Point localization data:
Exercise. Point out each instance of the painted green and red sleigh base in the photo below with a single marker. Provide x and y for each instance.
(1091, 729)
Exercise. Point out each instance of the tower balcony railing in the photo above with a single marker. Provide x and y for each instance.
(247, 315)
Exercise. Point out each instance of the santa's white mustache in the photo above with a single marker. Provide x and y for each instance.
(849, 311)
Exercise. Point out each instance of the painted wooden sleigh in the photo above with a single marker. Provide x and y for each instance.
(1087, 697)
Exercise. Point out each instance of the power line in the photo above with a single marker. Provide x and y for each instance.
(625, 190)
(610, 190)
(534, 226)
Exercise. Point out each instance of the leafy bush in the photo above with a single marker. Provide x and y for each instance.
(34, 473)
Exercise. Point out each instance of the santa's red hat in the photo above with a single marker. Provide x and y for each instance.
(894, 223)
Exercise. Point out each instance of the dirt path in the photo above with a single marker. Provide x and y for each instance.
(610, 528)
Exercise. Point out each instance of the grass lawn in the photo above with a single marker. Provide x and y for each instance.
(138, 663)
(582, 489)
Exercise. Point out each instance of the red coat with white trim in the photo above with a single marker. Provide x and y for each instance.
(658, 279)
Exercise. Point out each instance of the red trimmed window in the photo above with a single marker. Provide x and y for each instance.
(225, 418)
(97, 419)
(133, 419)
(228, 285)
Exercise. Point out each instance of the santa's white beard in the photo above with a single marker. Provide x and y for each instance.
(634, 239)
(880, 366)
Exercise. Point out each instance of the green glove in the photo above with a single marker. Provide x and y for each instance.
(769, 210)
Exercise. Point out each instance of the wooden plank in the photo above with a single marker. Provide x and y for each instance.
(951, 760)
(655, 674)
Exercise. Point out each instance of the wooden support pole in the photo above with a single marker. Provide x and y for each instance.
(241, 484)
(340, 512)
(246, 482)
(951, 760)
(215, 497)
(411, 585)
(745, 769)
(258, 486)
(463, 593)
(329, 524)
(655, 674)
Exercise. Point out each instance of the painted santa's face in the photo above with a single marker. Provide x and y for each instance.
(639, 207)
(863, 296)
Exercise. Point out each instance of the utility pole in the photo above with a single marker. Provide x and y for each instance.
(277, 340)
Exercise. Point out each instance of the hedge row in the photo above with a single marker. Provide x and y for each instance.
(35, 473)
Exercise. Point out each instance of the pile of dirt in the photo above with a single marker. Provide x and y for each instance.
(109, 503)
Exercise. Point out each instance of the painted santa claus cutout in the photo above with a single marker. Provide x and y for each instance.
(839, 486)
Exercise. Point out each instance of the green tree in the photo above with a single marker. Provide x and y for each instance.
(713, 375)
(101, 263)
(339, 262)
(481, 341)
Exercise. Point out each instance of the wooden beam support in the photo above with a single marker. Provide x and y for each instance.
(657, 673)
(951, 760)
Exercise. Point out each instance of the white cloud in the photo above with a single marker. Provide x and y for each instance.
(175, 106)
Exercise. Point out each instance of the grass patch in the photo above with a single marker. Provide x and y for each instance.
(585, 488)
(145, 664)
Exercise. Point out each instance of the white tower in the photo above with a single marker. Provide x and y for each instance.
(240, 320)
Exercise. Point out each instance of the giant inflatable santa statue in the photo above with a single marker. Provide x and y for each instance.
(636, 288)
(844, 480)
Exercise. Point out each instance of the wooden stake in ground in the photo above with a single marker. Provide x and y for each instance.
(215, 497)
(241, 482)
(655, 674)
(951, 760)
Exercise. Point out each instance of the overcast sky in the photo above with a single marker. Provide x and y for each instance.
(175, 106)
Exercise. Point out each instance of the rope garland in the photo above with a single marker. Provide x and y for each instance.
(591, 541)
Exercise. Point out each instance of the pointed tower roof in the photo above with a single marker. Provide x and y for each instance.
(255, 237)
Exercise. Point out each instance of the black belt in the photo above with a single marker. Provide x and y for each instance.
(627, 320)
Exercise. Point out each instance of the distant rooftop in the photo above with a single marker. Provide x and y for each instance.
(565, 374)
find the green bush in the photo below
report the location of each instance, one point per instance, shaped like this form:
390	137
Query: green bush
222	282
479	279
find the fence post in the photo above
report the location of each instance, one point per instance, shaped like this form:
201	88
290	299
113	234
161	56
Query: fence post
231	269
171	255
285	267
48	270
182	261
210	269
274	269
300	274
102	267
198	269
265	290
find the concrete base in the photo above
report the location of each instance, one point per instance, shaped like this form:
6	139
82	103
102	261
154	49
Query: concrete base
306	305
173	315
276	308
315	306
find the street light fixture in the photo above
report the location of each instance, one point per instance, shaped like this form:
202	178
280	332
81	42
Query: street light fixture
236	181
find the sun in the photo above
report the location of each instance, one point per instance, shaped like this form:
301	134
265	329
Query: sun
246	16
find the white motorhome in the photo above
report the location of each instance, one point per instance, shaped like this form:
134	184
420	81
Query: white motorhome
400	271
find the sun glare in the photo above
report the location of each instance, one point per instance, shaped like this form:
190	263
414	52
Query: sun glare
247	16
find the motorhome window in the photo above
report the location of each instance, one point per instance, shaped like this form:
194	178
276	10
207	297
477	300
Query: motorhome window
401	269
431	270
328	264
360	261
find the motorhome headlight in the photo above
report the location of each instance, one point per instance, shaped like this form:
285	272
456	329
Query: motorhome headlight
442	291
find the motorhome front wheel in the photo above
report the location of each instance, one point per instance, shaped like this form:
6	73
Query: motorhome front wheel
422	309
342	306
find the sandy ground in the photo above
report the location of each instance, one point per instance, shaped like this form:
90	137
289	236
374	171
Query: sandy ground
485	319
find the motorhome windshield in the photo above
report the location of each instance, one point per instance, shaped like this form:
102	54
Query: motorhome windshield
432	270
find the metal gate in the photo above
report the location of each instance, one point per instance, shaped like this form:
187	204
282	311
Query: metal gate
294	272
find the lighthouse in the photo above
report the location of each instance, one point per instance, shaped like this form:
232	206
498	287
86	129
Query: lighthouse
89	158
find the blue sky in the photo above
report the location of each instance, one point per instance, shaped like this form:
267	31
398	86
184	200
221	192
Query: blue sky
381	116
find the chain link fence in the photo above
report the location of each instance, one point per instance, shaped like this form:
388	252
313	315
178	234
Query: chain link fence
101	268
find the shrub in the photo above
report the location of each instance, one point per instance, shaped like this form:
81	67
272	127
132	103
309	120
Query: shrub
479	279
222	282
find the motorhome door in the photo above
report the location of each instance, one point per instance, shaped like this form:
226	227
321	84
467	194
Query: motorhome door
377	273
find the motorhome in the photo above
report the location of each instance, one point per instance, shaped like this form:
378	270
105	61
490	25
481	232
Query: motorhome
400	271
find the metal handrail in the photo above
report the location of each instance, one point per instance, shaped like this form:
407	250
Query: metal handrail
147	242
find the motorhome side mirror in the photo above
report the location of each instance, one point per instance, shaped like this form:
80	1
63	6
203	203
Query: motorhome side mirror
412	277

WORK INSTRUCTIONS ▸ What is needed is an exact copy of the lines above, from the one containing "find the sun in the photo above" through the one containing "find the motorhome window in the photo above", with nothing added.

EXERCISE SOLUTION ▸
find the sun in the photo above
report the location of each instance, one point per instance, shaped like this form:
301	134
265	329
Query: sun
246	16
find the white motorhome in the photo above
report the location of each instance, one point per instance, shaped like this form:
134	184
420	81
Query: white motorhome
400	271
find the sun glare in the photo above
report the location of each instance, one point per instance, shaped like this form:
190	263
414	52
Query: sun glare
247	16
find the motorhome window in the photo above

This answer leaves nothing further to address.